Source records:
—————
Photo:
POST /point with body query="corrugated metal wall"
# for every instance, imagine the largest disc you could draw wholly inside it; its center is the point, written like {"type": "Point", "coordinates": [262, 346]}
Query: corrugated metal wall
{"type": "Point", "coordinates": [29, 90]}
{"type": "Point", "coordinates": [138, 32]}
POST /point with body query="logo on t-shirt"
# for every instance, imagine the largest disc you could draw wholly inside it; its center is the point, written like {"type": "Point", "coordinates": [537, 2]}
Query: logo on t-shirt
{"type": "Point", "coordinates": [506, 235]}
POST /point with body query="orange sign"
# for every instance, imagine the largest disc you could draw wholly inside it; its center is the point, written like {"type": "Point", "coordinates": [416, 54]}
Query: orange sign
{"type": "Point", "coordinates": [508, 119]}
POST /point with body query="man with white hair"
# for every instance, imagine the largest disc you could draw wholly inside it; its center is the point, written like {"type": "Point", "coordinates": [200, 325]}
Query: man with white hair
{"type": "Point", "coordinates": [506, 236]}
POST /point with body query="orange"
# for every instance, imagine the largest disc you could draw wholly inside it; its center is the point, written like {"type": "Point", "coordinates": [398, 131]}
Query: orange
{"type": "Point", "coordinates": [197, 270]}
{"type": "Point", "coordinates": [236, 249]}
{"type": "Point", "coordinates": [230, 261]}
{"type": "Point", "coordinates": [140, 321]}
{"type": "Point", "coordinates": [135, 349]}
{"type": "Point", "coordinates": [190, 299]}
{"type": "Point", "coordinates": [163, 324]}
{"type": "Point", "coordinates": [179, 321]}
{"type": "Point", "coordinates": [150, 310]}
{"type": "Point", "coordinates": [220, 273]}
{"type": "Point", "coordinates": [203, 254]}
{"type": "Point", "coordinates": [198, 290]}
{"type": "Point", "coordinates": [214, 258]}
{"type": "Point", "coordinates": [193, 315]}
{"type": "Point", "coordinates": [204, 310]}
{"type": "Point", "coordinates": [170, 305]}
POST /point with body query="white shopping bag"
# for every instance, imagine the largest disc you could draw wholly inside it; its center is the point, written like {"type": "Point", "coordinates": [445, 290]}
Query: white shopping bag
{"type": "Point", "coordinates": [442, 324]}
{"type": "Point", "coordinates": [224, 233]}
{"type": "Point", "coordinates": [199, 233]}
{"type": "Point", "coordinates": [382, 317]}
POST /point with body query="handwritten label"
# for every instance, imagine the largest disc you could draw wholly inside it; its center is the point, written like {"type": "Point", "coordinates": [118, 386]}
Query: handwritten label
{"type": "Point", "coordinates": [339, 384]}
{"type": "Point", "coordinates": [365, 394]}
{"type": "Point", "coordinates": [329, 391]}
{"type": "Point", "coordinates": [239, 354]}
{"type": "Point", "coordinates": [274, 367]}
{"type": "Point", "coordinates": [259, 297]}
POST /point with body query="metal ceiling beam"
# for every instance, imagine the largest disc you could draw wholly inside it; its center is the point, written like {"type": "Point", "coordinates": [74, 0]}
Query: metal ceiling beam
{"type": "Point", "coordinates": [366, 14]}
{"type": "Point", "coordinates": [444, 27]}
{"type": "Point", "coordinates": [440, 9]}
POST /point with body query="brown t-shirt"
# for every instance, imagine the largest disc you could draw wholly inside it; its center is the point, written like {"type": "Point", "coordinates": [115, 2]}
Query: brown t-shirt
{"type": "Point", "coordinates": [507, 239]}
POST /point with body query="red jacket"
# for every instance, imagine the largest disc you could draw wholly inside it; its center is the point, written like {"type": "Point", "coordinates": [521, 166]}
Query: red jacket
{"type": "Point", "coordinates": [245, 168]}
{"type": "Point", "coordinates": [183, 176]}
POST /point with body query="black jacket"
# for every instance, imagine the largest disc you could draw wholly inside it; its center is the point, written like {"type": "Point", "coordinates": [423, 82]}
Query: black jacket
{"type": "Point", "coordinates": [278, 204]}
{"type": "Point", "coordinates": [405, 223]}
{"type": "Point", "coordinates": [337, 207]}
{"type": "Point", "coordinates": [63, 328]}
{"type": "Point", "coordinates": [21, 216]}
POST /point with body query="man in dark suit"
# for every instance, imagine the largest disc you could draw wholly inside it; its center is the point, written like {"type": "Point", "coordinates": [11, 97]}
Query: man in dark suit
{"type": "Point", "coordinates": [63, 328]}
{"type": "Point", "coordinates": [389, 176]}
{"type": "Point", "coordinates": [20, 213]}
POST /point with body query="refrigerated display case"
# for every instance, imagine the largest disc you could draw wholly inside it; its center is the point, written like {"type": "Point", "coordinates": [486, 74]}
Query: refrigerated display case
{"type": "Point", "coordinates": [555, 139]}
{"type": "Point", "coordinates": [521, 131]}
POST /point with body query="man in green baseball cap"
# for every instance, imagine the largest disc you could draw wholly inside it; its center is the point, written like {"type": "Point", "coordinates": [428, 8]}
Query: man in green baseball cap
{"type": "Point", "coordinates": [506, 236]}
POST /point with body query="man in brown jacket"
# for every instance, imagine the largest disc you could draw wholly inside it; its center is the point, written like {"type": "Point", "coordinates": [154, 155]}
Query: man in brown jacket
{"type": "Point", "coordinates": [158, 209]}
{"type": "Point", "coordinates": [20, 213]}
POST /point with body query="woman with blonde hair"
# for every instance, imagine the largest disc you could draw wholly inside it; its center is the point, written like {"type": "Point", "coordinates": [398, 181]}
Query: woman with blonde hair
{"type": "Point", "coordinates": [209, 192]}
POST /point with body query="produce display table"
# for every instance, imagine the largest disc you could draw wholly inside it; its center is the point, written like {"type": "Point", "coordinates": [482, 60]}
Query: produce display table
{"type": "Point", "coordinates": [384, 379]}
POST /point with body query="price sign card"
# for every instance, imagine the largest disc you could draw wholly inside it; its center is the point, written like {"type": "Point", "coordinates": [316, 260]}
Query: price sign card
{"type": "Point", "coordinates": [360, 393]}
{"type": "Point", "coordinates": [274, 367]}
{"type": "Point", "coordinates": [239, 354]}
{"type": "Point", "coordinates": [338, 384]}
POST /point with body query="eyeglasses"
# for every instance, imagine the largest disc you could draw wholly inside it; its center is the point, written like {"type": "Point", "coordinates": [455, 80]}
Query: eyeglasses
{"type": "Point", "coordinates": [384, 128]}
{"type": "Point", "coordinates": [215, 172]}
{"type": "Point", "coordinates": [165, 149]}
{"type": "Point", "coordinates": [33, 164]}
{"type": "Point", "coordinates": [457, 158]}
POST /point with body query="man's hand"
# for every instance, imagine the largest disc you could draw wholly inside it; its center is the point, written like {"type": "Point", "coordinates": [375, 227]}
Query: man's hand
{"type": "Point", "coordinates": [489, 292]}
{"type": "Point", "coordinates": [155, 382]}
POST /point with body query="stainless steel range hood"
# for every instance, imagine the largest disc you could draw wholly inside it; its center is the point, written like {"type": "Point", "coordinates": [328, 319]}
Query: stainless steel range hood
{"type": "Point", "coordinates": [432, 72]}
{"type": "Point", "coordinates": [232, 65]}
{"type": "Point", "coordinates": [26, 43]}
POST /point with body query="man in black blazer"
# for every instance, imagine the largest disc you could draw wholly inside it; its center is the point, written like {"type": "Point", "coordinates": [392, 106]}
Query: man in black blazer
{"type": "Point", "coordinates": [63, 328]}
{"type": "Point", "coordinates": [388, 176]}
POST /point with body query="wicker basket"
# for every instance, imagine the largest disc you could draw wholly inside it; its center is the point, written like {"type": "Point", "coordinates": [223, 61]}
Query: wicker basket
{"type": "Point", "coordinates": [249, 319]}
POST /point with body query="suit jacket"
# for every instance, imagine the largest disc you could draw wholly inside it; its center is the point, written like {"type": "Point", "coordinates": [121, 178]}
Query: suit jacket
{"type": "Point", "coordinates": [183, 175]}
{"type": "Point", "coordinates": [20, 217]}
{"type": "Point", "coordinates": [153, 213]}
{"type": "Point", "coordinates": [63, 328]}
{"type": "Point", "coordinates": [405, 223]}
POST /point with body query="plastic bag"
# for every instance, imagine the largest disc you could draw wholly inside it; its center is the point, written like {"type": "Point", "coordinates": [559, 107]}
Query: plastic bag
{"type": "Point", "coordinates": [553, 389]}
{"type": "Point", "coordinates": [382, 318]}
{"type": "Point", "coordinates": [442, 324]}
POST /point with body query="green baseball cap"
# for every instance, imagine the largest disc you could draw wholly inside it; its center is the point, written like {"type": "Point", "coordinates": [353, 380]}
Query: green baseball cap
—————
- **The request**: Locate every line of the material that contains the word "blazer" and copy each one. Matches must have the same case.

- **Answer to this exercise**:
POST /point with body query="man in black blazer"
Query: man in black blazer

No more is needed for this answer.